** Document **

┏━━

# How many times have YOU visited the Temp?



## Forstride (May 9, 2010)

If you have Firefox, right click on a blank part of GBAtemp and choose View Page Info.  Go over to the security tab and look under privacy and history.  It should have a number.  I'm not sure what other web browsers this works of, but there's probably some way to find the number.

I've visited the Temp *13,696* times.  Wow.  I'm sure other members have WAY higher visiting numbers though.


Also, if this needs to be moved to EoF, go ahead.  Hopefully people can keep this topic sane, and not require a movement.


----------



## asdf (May 9, 2010)

5,568 times


----------



## BoxShot (May 9, 2010)

A lot probably. 
	

	
	
		
		

		
			





 Too lazy to boot up my windows parition to check. I'm also using chrome now (as of when I updated to 10.04 lts) and I don't think I have that function.






 If cookies show this then it would be low. I delete cookies like once a month.


----------



## Potticus (May 9, 2010)

1,633 times so far
check that join date 
	

	
	
		
		

		
		
	


	




roughly 169 times a day

Fuck I need a life.


----------



## syko5150 (May 9, 2010)

mine doesnt show that but its because my settings delete cookies all the time so firefox shows i've never visited the site before lol...


----------



## Raika (May 9, 2010)

5630 times...


----------



## Potticus (May 9, 2010)

syko5150 said:
			
		

> mine doesnt show that but its because my settings delete cookies all the time so firefox shows i've never visited the site before lol...



private browse man 
	

	
	
		
		

		
		
	


	



haha no need to always delete


----------



## Finishoff (May 9, 2010)

Sheeze 3,532.


----------



## Demonbart (May 9, 2010)

LOL 14708


----------



## putifreak (May 9, 2010)

1,337 times. 
	

	
	
		
		

		
		
	


	





Spoiler


----------



## VmprHntrD (May 9, 2010)

Mine says 6 on this very page, but I also clean the cache/history out every day at least once so that's probably why.


----------



## Infinite Zero (May 9, 2010)

┗━━

** Extracted data **
┏━━

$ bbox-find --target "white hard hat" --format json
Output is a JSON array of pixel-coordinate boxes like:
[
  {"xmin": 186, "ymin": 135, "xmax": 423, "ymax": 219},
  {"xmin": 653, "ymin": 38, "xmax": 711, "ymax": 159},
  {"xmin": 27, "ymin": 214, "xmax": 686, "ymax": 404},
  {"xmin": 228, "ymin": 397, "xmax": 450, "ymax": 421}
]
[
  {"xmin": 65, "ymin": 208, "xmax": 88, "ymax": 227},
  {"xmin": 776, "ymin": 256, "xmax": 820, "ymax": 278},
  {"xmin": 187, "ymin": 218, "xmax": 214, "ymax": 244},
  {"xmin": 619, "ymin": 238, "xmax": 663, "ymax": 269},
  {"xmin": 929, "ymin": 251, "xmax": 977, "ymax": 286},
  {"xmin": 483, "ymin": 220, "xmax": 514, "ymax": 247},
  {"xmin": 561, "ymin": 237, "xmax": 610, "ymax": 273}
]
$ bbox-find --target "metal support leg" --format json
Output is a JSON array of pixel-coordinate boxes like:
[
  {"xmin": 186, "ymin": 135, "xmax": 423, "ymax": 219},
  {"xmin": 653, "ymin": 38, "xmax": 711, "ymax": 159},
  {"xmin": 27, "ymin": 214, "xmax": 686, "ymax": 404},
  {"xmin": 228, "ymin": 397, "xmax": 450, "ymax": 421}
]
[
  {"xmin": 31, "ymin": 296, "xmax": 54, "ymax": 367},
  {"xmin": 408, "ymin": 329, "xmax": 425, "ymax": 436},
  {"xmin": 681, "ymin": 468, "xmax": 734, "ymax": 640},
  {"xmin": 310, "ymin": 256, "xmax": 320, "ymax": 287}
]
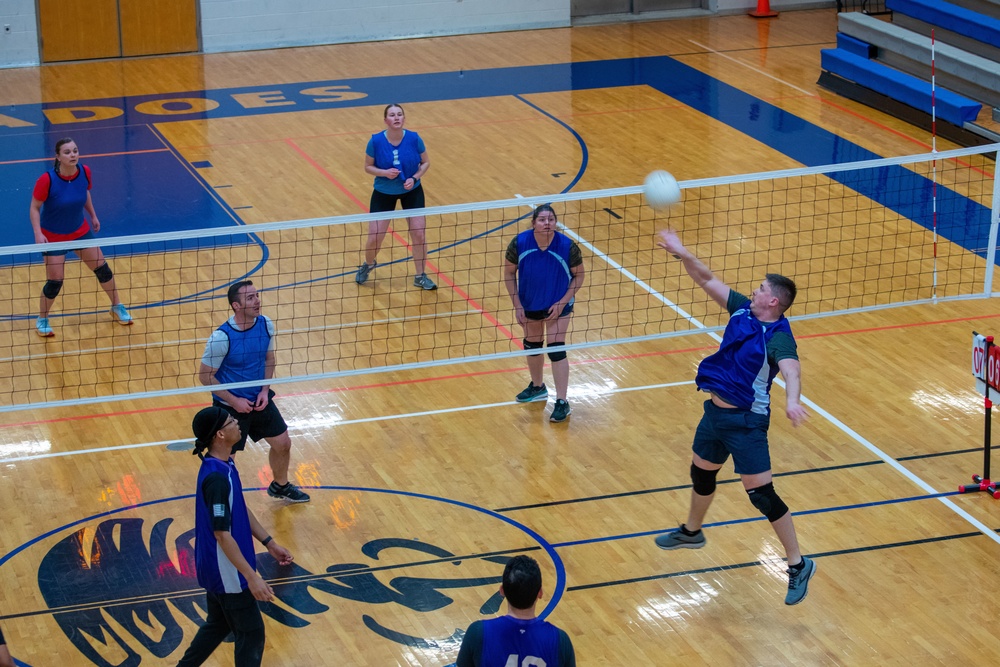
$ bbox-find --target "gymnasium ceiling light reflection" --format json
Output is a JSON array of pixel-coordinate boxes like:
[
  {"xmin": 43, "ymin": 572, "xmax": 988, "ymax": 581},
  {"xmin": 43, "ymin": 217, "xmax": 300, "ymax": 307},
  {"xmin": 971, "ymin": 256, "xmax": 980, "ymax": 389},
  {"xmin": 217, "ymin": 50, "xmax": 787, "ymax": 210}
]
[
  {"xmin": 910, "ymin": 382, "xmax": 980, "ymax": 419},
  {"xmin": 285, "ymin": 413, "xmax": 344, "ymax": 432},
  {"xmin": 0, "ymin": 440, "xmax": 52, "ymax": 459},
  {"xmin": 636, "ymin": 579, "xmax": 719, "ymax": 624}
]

┗━━

** What is asked **
**A.** Decide whether each statement below agrees with the forum thread about GBAtemp visit counts, answering yes or no and quoting the thread's deciding words: (i) Demonbart reported 14708 visits; (ii) BoxShot says they are now using Firefox; (iii) VmprHntrD clears the cache and history about once a week.
**B.** Echo the part of the forum thread about GBAtemp visit counts that starts with "Mine says 6" and goes on through "Zero (May 9, 2010)".
**C.** Carry on the forum thread about GBAtemp visit counts from the point where it stops.

** Task results **
**A.**
(i) Yes: "LOL 14708"
(ii) No: "I'm also using chrome now"
(iii) No: "I also clean the cache/history out every day at least once"

**B.**
Mine says 6 on this very page, but I also clean the cache/history out every day at least once so that's probably why.


----------



## Infinite Zero (May 9, 2010)

**C.**
i dont know since i use google chrome. But i do visit the temp very often each day


----------



## Cyan (May 9, 2010)

only 3 609 time.
But, I leave the page open for months, so it's counted as 1 visit even if I read it several time a day.


----------



## tj_cool (May 9, 2010)

just checked on Firefox (mostly use Chrome now):
*51623* times






edit: don't think this needs to go to EOF, maybe polls


----------



## B-Blue (May 9, 2010)

#5661 said:
			
		

> I don't keep any cache or history or anything...
> Apparently, I've never visited this site before
> 
> 
> ...



same.


----------



## HunterJ (May 9, 2010)

apparently ive checked it 898365 O_O i must refresh pages a frikkin lott1


----------



## Overlord Nadrian (May 9, 2010)

It should be around 1000000 times, I guess. I don't know since I just got a new computer and I only use Chrome beta for Ubuntu. But really, it should be A LOT.

EDIT: after the previous temper's post, seeing his join date and postcount, I think it should be 5000000 times.


----------



## Blaze163 (May 9, 2010)

I can't check it since I generally use Explorer rather than Firefox, but I check this place quite frequently for new releases, translation patches, etc. And when I can't check it because the old man's being a bell end and hiding the laptop, I just use the PS3 instead.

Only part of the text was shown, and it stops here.